Materials provided
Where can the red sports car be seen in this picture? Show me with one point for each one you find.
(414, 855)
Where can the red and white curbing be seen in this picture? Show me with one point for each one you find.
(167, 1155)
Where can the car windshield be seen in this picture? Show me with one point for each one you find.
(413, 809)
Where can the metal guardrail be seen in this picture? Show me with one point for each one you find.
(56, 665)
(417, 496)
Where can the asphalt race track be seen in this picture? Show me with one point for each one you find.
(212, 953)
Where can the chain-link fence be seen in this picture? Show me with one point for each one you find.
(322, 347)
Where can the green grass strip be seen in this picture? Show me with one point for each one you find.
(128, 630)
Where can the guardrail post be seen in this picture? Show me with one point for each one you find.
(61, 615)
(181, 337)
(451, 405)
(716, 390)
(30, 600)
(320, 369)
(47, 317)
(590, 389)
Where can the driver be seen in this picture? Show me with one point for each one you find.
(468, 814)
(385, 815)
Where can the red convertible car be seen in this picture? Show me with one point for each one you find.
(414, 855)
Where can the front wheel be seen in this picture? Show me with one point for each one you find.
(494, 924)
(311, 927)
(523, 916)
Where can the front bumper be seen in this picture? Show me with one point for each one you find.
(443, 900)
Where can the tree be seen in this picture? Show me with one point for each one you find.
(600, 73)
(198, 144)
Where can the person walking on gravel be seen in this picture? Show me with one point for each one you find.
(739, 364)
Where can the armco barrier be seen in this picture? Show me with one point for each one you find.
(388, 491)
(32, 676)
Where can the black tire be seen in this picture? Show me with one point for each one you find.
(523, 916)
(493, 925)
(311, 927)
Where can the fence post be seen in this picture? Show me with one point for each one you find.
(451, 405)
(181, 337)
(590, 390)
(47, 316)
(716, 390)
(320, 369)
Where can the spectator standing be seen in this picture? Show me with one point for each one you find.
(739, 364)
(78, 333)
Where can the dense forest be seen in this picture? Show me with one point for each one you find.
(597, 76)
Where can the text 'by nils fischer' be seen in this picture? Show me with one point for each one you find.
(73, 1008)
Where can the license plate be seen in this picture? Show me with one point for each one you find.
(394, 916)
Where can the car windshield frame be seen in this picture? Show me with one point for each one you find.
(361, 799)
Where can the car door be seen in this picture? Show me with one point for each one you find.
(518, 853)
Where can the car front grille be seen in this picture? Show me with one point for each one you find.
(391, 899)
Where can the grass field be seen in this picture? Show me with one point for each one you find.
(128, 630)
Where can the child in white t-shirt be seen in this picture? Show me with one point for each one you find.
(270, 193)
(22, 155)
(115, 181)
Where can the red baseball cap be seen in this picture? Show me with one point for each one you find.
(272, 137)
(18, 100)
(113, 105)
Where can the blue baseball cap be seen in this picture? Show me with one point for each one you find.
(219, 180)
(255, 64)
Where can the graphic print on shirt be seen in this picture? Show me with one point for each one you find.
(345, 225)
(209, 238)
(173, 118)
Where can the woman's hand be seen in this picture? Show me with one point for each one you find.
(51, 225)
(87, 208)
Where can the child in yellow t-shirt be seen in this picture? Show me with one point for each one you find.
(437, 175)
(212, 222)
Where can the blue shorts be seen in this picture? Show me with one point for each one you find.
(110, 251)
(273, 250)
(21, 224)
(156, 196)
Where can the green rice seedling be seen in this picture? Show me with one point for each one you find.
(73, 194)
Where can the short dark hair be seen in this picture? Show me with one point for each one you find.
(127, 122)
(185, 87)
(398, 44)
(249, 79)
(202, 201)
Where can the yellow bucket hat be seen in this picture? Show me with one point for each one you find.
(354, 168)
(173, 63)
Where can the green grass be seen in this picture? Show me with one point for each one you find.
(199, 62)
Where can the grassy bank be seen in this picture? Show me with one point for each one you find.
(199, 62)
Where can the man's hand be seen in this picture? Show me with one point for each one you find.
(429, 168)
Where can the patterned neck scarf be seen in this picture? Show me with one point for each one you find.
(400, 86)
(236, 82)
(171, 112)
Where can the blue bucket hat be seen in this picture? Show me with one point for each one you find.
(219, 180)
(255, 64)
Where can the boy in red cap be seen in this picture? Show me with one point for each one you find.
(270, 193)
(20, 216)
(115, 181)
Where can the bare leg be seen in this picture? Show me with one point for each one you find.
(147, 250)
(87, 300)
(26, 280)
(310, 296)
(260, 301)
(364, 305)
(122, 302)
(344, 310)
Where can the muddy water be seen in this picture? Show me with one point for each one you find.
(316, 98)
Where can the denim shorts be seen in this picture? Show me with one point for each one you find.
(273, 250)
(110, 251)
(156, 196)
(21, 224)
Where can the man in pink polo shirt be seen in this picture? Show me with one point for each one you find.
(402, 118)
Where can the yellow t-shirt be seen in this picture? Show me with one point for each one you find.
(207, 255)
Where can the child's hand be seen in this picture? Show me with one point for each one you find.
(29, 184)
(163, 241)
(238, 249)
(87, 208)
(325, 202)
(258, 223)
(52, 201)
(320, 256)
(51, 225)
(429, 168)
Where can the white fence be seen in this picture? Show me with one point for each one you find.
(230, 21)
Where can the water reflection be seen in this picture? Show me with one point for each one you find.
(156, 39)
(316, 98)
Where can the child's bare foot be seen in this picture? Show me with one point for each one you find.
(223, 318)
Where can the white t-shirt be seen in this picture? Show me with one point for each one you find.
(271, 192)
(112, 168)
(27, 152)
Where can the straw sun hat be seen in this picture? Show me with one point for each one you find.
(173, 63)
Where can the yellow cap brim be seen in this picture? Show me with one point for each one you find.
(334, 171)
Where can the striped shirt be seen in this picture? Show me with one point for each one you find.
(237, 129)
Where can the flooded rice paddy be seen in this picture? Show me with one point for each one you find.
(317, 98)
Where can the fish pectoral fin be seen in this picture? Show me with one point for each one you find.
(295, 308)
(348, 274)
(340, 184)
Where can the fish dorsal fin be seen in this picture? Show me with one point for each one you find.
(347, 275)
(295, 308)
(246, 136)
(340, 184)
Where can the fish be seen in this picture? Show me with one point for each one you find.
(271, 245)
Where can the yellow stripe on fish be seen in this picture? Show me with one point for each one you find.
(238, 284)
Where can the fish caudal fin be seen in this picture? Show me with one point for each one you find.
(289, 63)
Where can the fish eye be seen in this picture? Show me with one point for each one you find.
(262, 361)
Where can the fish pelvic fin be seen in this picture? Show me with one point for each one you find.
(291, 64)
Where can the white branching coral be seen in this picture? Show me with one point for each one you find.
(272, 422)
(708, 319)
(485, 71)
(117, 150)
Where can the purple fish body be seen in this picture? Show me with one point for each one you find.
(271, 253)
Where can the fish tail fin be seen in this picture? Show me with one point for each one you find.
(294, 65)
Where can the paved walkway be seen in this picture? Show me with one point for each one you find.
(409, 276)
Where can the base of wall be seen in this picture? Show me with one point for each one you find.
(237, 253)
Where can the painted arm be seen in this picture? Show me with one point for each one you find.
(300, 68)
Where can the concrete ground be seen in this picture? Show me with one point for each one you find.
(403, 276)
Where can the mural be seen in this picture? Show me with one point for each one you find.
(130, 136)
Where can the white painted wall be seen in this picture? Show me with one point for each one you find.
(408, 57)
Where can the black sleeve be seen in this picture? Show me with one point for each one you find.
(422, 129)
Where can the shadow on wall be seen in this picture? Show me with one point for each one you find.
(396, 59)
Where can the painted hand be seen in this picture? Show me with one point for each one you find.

Work required
Reproduce the complete set of lines precisely as supplied.

The answer
Where can the red sports car be seen in this picture? Show me with one point for each one you find.
(414, 855)
Where can the red and white curbing be seen in this picture? Show me with one point for each one you find.
(167, 1155)
Where can the car windshield be seen in this picture? Show me with one point for each one you find.
(413, 809)
Where can the metal guardrail be seen in this picture? Show me with one point for each one you find.
(56, 665)
(417, 496)
Where can the asphalt race track be seen in this picture? Show me with one point for each one you find.
(212, 953)
Where can the chain-link fence be seen in this picture? Show me with one point for each one you find.
(322, 347)
Where can the green grass strip be seen in this picture? Show me with one point for each one you find.
(128, 630)
Where can the guardrail post be seen in this picture? Show me with one point for each one you find.
(61, 615)
(181, 337)
(451, 405)
(716, 390)
(30, 600)
(320, 369)
(47, 317)
(590, 389)
Where can the driver be seen in this picture? Show me with one point for each one you find.
(468, 814)
(385, 815)
Where can the red convertible car be seen in this picture? Show me with one point for each one you find.
(414, 855)
Where can the front wheel be seen in this picture? Show me with one point for each one you find.
(494, 924)
(311, 927)
(523, 916)
Where can the front bumper be seen in this picture? Show me with one point for each one you find.
(443, 900)
Where can the tree be seen in this picture? Show me with one point for each one you find.
(600, 73)
(198, 144)
Where can the person walking on gravel be seen in this picture? Show me with one point for each one you find.
(739, 364)
Where can the armco barrier be seen in this picture? Show me with one point for each one you find.
(388, 491)
(32, 676)
Where can the black tire be seen in this picture? Show me with one point for each one you find.
(523, 916)
(493, 925)
(311, 927)
Where can the fence post be seen in this picture? Show me with one point for each one you find.
(451, 405)
(181, 337)
(590, 390)
(47, 316)
(716, 390)
(320, 369)
Where can the spectator standing be seen in this picture? Show me with one point for each one you find.
(739, 364)
(78, 333)
Where can the dense forest be seen in this picture? Show me with one point for each one you find.
(597, 76)
Where can the text 'by nils fischer' be seen in this picture? Show me with one point for each one you find.
(73, 1008)
Where can the license plate be seen in this picture? Show me with one point for each one you find.
(394, 916)
Where can the car windshield frame be seen in this picture? Show me with one point for each one you find.
(361, 799)
Where can the car door be seen in this picture? Show me with one point for each one you find.
(518, 853)
Where can the car front grille be seen in this picture? Show me with one point for each one you find.
(391, 899)
Where can the grass field be seen in this picture? Show me with one point for each one you find.
(128, 630)
Where can the child in white t-shirt be seen in this picture? Show me with one point for each one you find.
(270, 193)
(22, 155)
(115, 181)
Where can the red baseball cap be seen in this picture? Show me with one point for each one you find.
(272, 137)
(18, 100)
(113, 105)
Where can the blue baseball cap be seen in this picture? Show me with one point for each one you find.
(219, 180)
(255, 64)
Where can the graphic print on shirt be seen in this picture? Show me with one point for each one you find.
(345, 225)
(209, 238)
(173, 118)
Where can the woman's hand be seen in this picture? Show me with one point for each one you find.
(51, 225)
(87, 208)
Where can the child in yellow t-shirt be seen in this picture? Show me with one point for each one you find.
(437, 175)
(212, 222)
Where can the blue shorts be seen in this picture? Show me with one point for each one you find.
(110, 251)
(273, 250)
(21, 224)
(156, 196)
Where can the green rice seedling be seen in this picture? Show me with one point for each one you find.
(73, 194)
Where can the short dark hair be seen in this picture? Show me with one point for each one you find.
(127, 122)
(185, 87)
(398, 44)
(249, 79)
(202, 201)
Where can the yellow bucket hat be seen in this picture? Show me with one point for each one you find.
(354, 168)
(173, 63)
Where can the green grass be seen in this picture? Show me with one point for each one you find.
(199, 62)
Where can the grassy bank be seen in this picture? Show me with one point for each one you find.
(199, 62)
Where can the man's hand be seen in this picture? Show me with one point for each one you find.
(429, 168)
Where can the patterned neck scarf be seen in this picture? Show me with one point for each one you find.
(400, 86)
(236, 82)
(171, 112)
Where can the blue bucket hat be seen in this picture? Show me with one point for each one you find.
(219, 180)
(255, 64)
Where can the boy in red cap be seen in this picture? Show me with one point for each one you find.
(270, 193)
(20, 216)
(115, 181)
Where can the bare leg be seen in this picture? Show me with one point for each one you find.
(147, 250)
(87, 300)
(26, 280)
(310, 296)
(260, 301)
(364, 305)
(122, 302)
(344, 310)
Where can the muddy water be seen in this picture? Show me with one point for each one you find.
(316, 98)
Where can the denim shorts be seen in this picture? Show me with one point for each one you find.
(273, 250)
(110, 251)
(156, 196)
(21, 224)
Where can the man in pink polo shirt be seen in this picture? Show me with one point for each one you find.
(402, 118)
Where can the yellow t-shirt be seen in this picture? Show me with one point for each one you find.
(207, 255)
Where can the child's hand be seen in this picture? Show me with one point for each one you find.
(29, 184)
(163, 241)
(238, 249)
(87, 208)
(325, 202)
(258, 223)
(52, 201)
(320, 256)
(51, 225)
(429, 168)
Where can the white fence be seen in this picture? Show me with one point for each one you find.
(230, 21)
Where can the water reflection be seen in this picture? Show me with one point for each one you find.
(156, 39)
(316, 98)
Where can the child's bare foot be seen in this picture? Show me with one point for each one you find.
(223, 318)
Where can the white t-shirt be seen in this picture? Show me with one point for each one you find.
(271, 192)
(112, 168)
(27, 152)
Where can the straw sun hat be seen in this picture? Show me with one point for each one you find.
(173, 63)
Where can the yellow cap brim be seen in this picture? Show me with one point for each one you find.
(334, 171)
Where can the striped shirt be seen in this picture? Show me with one point for each one you find.
(237, 129)
Where can the flooded rice paddy be seen in this picture? Show me with one point for each one you find.
(317, 98)
Where can the fish pectoral fin be seen in this picture? Show me with one point for each one you find.
(295, 308)
(348, 274)
(340, 184)
Where can the fish dorsal fin be seen in this picture? Show me with one point for each one you find.
(347, 275)
(295, 308)
(246, 136)
(340, 184)
Where can the fish be seen in this picture? Show me with one point for each one you find.
(271, 245)
Where can the yellow stripe on fish be seen in this picture? Show me with one point for each one you find.
(238, 284)
Where can the fish caudal fin be seen in this picture? Show me with one point for each one you find.
(289, 63)
Where can the fish eye be seen in this picture? Show me with one point for each one you find.
(262, 361)
Where can the fish pelvic fin be seen in this picture? Show me with one point for each one you find.
(291, 64)
Where can the white branching coral be seen in this picture? Show me with one point for each one you find.
(272, 422)
(708, 319)
(485, 71)
(117, 150)
Where can the purple fish body be seen in this picture? Show me with one point for each one you find.
(271, 253)
Where can the fish tail fin be seen in this picture? Show me with one point for each one you find.
(294, 65)
Where can the paved walkway be seen in this picture? Show me with one point for each one you find.
(409, 276)
Where can the base of wall be seen in this picture? Show me with one point for each one you find.
(237, 253)
Where can the painted arm be seen in this picture? Show me with one point for each one you find.
(300, 68)
Where can the concrete ground be seen in this picture? Show me with one point for each one you find.
(403, 276)
Where can the mural be seen in this picture? Show me with one point for each one you find.
(130, 136)
Where can the white painted wall be seen in this picture? Show me with one point for each one you find.
(408, 57)
Where can the black sleeve be seen in this picture? Show me with one point for each one you find.
(422, 129)
Where can the shadow on wall be seen in this picture? Show me with one point for each one you find.
(396, 59)
Where can the painted hand be seen in this picture? Show me with one point for each one you find.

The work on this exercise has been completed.